**Activity**
Among the lines below, which ones contain the word "gown"? Copy every such line.

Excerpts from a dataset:
++++++++++

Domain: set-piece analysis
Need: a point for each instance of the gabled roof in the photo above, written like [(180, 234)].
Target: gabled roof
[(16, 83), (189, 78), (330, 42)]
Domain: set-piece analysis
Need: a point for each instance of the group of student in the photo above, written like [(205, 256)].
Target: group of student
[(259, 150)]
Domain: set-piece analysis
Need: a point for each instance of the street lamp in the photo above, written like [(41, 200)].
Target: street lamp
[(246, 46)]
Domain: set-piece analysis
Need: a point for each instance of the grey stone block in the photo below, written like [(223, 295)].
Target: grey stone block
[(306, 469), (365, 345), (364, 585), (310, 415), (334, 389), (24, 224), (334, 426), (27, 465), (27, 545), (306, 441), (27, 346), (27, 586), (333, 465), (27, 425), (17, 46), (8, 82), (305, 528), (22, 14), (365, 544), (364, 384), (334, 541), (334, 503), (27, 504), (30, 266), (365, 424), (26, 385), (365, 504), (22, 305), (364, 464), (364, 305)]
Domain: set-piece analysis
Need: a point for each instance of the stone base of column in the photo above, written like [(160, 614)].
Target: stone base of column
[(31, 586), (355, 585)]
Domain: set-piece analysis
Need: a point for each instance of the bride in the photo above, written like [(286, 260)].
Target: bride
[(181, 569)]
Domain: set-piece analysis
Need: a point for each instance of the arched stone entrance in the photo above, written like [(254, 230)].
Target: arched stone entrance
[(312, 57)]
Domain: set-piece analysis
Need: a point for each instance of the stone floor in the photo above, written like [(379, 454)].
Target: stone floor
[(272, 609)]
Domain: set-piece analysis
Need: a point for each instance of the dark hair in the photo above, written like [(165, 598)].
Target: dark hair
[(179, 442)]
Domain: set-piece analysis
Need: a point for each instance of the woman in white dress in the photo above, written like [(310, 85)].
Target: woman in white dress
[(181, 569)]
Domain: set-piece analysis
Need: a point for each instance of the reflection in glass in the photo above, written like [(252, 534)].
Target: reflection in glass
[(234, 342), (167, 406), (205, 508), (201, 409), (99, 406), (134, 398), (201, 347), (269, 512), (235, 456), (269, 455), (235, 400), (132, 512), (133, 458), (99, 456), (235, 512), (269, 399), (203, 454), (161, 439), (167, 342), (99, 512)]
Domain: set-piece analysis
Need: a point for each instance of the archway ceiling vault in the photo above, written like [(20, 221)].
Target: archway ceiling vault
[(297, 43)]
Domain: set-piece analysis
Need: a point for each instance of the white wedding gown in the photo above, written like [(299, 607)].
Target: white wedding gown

++++++++++

**Exercise output**
Need: a point for each instance of the white wedding gown in the photo above, written like [(299, 607)].
Target: white wedding gown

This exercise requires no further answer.